─── Excerpted text ───
Agitation

Discussion in 'B&W: Film, Paper, Chemistry' started by lacavol, Sep 20, 2011.

  1. lacavol

    lacavol Member

    Messages:
    75
    Joined:
    Apr 11, 2010
    Location:
    Los Angeles
    Shooter:
    Multi Format
    I did a search and didn't find the answer that I was looking for... I just developed my first roll of film using what I could find in some books and on the www. I went with the basics all Kodak; D76, Indicator Stop, Kodafix, Kodak Hypo, and Photo-Flo. Thought I would start with something easy. Everything turned out fine, I think I overexposed the film so the negatives are a little dark, and maybe they are overdeveloped a bit. The timer is easy to follow and a step by step method seemed to work.
    My question is that the agitation seems the main nebulous variable. If I invert (which I did) then the film is out of the developer for a bit of time depending on how fast my inversion is. I have a Patterson tank so I could use the twisting method, which I haven't tried yet. It seems to take me about 15 seconds to do 5 inversions, otherwise it seems as though I'm making a drink, which would seem to froth the developer. Does the twisting method work? Should I be doing inversions faster? Do I need a metronome, otherwise how do I know if I'm agitating the same or differently on different days?
    That is D76 stock and Legacy Pro 100 for 7.25 minutes.
    Thanks.
     
    Last edited by a moderator: Sep 20, 2011
  2. Bill Burk

    Bill Burk Subscriber

    Messages:
    4,984
    Joined:
    Feb 9, 2010
    Shooter:
    4x5 Format
    I recommend inversions. A couple inversions each 30 seconds is what I was taught. I follow the inversions (for the first few minutes anyway) with a couple good sharp raps on a hard surface to dislodge air bells. After a couple minutes air bells aren't going to ruin your pictures anymore since the surface is completely wet.
     
  3. lacavol

    lacavol Member

    Messages:
    75
    Joined:
    Apr 11, 2010
    Location:
    Los Angeles
    Shooter:
    Multi Format
    That sounds reasonable, I saw 5 inversions every 30sec on the www. Thats half my developing time. Plus I had very little time to drink my beer.
───
◆ **Task prompt**: Extend the forum thread about agitating film during development, starting right after its last post.
─── Supplied material ───
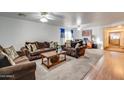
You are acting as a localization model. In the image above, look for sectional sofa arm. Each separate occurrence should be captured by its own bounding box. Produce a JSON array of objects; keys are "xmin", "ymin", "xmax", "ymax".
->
[
  {"xmin": 0, "ymin": 62, "xmax": 36, "ymax": 80},
  {"xmin": 20, "ymin": 47, "xmax": 30, "ymax": 56}
]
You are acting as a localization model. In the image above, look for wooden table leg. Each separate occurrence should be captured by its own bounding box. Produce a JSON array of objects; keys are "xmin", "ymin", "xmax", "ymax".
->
[
  {"xmin": 64, "ymin": 54, "xmax": 66, "ymax": 61},
  {"xmin": 41, "ymin": 56, "xmax": 43, "ymax": 64},
  {"xmin": 47, "ymin": 58, "xmax": 50, "ymax": 68}
]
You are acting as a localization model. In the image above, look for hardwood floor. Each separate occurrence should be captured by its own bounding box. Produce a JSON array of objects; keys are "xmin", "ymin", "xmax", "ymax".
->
[{"xmin": 85, "ymin": 51, "xmax": 124, "ymax": 80}]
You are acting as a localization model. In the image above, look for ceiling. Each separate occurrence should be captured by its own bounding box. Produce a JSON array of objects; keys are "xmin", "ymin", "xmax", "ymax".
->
[{"xmin": 0, "ymin": 12, "xmax": 124, "ymax": 26}]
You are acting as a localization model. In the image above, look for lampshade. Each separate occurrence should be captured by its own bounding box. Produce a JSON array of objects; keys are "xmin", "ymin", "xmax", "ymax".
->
[{"xmin": 40, "ymin": 17, "xmax": 48, "ymax": 23}]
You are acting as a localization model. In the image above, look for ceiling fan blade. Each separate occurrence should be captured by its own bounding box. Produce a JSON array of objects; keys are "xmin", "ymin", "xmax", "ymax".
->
[{"xmin": 45, "ymin": 14, "xmax": 56, "ymax": 20}]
───
◆ **Result**:
  4. cornflower2

    cornflower2 Member

    Messages:
    4
    Joined:
    Mar 17, 2008
    Location:
    Melbourne, A
    Shooter:
    Medium Format
    If you want the finest grain, the shortest developing time and the cleanest (most even) processing result, you should definitely agitate continuously from start to finish. Typically this will give you a processing time that is about 65% of the normal time using more traditional (ie. less often) agitation. Conversely, if you want a grainier result, agitate less often or hardly at all (and use an appropriately adjusted longer processing time). It doesn't matter 'how' you agitate, because each time you do it you'll tend to do it the same way, so just 'do it', don't worry about trying to 'time' it. Giving the tank a twist in the hand as you invert it, so that it slowly rotates as you go, is good, essential. The idea that giving more agitation somehow gives you a 'rougher' result is arse-up, the opposite is actually the truth. You'll see this effect in a more pronounced way using Ilford films; Kodak films show less 'variance' in graininess. If you want a fabulous tight 'sandy' grain, try processing Ilford film with, say, 20 or 30 seconds of starting agitation and then no agitation at all for the rest of a relatively long process. Warning: giving less agitation (in other words, having more/longer 'still' periods) increases the chance of getting 'funnies' in your processing result, eg. funny streak marks etc, where the emulsion has tripped out/gone quirky. If a neg is really important, continuous agitation is the fastest, finest, most reliable way to go, always. Hope this helps!
     
  5. Juri

    Juri Member

    Messages:
    65
    Joined:
    Nov 7, 2009
    Location:
    Estonia, Eur
    Shooter:
    35mm RF
    I think this is the most important thing regarding agitation. Just do it the same way every time and you'll get consistent results. The more you agitate the more even and faster are the results, but constant agitation is not easy to do manually. So I think 5 seconds every 30 seconds is a good compromise.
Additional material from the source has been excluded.